◆ **Input records**:
***
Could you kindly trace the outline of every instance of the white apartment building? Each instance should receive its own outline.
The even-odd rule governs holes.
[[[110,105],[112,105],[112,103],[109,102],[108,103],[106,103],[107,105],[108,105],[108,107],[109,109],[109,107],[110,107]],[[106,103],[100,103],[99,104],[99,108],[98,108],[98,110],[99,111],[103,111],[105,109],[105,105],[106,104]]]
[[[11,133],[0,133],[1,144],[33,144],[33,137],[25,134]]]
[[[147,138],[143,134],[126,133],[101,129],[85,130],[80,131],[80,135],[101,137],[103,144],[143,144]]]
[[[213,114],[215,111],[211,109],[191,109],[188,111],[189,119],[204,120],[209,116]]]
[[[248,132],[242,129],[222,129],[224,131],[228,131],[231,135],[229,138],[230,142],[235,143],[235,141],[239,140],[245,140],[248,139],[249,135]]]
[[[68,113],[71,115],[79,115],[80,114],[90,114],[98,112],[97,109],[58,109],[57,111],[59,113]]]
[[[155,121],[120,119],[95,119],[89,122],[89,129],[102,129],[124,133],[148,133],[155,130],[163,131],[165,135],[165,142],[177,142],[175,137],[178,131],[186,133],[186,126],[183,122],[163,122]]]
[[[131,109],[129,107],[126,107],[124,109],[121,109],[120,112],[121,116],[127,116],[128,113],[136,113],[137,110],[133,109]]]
***
◆ **What you should do**: Edit the items above by replacing "apartment building" with "office tower" wherever it occurs, and reproduce them with everything else unchanged.

◆ **Exercise output**:
Could you kindly trace the outline of every instance of the white office tower? Each instance should receive its own outline.
The even-odd rule governs holes.
[[[110,105],[112,105],[112,103],[109,102],[108,103],[106,103],[107,105],[108,105],[108,107],[109,109],[109,107],[110,107]],[[106,103],[100,103],[99,104],[99,108],[98,108],[98,110],[99,111],[103,111],[105,109],[105,105],[106,104]]]
[[[11,133],[0,133],[1,144],[33,144],[33,137],[25,134]]]
[[[147,138],[143,134],[126,133],[101,129],[85,130],[80,131],[80,135],[101,137],[103,144],[143,144]]]
[[[213,114],[215,111],[211,109],[191,109],[188,111],[189,119],[204,120],[209,116]]]
[[[248,132],[242,129],[222,129],[224,131],[228,131],[231,135],[229,138],[230,142],[235,143],[235,141],[239,140],[245,140],[248,139],[249,135]]]
[[[68,113],[71,115],[79,115],[80,114],[90,114],[98,112],[97,109],[58,109],[57,111],[59,113]]]
[[[155,121],[120,119],[95,119],[89,122],[89,129],[102,129],[124,133],[148,133],[155,130],[163,131],[165,135],[165,142],[177,142],[175,137],[178,131],[186,133],[186,126],[183,122],[163,122]]]
[[[131,109],[129,107],[126,107],[124,109],[121,109],[120,112],[121,116],[127,116],[128,113],[136,113],[137,110],[133,109]]]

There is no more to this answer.